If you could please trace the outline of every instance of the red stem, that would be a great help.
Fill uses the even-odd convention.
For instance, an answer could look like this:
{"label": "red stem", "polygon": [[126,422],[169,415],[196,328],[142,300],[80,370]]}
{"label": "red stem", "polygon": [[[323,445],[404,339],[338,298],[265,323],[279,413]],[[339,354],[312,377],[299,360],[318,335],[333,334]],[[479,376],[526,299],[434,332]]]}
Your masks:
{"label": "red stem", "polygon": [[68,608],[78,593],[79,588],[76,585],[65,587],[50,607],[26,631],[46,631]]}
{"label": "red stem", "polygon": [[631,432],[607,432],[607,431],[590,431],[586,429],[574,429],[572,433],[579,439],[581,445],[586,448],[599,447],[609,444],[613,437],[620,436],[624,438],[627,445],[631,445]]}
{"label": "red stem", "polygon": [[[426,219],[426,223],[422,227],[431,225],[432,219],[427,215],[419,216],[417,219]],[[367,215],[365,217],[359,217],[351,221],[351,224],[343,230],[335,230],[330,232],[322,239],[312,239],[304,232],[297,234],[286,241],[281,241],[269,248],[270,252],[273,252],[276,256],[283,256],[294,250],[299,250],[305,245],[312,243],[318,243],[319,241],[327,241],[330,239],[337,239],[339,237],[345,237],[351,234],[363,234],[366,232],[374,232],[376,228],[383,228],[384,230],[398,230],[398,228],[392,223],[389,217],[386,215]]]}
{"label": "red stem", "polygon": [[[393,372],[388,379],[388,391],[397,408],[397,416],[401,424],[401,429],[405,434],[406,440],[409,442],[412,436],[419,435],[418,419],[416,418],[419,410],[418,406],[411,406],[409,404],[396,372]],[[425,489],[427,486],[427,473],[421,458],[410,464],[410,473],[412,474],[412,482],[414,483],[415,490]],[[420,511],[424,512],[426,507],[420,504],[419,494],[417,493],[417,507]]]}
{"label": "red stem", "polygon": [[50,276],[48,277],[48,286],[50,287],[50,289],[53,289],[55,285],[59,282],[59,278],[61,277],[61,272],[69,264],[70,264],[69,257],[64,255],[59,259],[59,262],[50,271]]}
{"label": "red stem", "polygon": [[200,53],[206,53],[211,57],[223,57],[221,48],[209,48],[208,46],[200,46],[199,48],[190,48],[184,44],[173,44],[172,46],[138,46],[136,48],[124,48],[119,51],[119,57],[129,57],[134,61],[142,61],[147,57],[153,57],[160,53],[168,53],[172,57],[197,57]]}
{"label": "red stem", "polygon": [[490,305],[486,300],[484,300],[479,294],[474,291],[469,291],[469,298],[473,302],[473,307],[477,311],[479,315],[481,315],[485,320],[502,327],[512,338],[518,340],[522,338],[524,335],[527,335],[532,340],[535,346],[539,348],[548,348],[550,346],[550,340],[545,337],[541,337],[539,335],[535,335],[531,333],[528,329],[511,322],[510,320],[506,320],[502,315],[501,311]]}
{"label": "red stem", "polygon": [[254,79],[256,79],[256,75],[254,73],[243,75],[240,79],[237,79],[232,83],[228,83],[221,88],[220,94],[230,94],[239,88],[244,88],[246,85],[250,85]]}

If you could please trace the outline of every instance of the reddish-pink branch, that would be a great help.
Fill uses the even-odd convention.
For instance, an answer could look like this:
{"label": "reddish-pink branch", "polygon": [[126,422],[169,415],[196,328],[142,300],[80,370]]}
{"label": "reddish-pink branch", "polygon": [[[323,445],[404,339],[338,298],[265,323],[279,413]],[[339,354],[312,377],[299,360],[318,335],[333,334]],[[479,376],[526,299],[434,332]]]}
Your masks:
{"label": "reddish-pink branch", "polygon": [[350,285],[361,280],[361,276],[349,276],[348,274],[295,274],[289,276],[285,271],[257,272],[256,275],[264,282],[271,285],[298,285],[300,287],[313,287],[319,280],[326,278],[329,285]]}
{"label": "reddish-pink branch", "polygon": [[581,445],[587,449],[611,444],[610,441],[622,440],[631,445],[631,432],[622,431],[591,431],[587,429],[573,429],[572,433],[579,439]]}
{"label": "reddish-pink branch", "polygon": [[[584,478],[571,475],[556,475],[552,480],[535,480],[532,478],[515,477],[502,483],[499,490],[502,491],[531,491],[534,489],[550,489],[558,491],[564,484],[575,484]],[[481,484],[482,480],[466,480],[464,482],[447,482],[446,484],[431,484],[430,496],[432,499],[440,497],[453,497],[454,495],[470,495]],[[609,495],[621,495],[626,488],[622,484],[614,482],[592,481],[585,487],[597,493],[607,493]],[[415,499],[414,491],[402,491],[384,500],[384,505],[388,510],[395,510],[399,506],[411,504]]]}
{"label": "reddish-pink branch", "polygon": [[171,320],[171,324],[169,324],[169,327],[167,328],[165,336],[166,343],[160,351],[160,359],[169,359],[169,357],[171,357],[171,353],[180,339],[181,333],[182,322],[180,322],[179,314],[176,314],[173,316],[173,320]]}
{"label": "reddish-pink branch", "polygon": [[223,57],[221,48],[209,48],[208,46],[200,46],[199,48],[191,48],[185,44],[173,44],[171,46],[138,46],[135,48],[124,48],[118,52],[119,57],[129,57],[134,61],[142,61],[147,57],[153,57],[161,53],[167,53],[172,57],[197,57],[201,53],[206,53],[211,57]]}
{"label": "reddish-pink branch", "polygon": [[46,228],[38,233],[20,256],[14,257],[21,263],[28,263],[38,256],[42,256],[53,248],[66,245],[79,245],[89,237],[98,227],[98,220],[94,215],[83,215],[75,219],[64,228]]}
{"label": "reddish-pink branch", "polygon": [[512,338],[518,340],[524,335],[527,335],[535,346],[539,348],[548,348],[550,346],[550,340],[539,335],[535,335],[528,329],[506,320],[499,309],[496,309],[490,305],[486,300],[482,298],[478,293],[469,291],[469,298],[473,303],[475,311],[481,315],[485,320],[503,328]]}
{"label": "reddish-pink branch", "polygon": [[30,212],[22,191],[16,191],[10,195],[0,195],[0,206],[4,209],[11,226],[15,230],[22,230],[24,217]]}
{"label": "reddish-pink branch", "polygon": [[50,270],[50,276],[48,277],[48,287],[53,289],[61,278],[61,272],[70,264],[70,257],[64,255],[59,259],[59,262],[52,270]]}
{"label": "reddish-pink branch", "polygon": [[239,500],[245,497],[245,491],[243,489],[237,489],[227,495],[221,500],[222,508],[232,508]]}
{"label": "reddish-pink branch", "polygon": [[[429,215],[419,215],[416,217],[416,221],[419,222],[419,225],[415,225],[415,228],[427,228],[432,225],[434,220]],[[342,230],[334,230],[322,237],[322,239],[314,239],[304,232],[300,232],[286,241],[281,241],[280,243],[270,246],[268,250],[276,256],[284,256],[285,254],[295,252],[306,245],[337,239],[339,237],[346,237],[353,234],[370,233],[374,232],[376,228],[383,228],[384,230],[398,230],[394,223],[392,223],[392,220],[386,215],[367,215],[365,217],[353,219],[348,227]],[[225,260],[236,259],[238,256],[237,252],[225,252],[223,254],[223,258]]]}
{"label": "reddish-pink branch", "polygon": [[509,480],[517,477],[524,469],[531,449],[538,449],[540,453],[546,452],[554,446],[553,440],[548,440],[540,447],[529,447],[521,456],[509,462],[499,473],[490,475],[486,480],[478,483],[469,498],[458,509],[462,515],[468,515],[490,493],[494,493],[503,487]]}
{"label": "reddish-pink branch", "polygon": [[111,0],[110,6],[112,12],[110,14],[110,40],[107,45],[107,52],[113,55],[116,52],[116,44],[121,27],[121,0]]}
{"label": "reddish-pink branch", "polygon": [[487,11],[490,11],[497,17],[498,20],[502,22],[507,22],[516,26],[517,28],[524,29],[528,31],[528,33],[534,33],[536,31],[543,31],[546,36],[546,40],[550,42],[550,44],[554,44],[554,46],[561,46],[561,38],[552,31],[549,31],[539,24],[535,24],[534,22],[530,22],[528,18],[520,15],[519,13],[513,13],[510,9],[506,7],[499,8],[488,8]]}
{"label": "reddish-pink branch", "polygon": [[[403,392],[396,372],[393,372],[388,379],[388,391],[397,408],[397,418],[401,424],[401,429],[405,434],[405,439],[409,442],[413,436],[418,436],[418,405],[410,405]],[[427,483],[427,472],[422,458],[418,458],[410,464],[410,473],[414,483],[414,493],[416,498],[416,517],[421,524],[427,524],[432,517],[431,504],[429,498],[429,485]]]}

+++++

▶ Description of the task: Please count the lines in the items above that contain the word "could", treating uppercase and lowercase as different. Reply with the number alone.

▶ Correct output: 4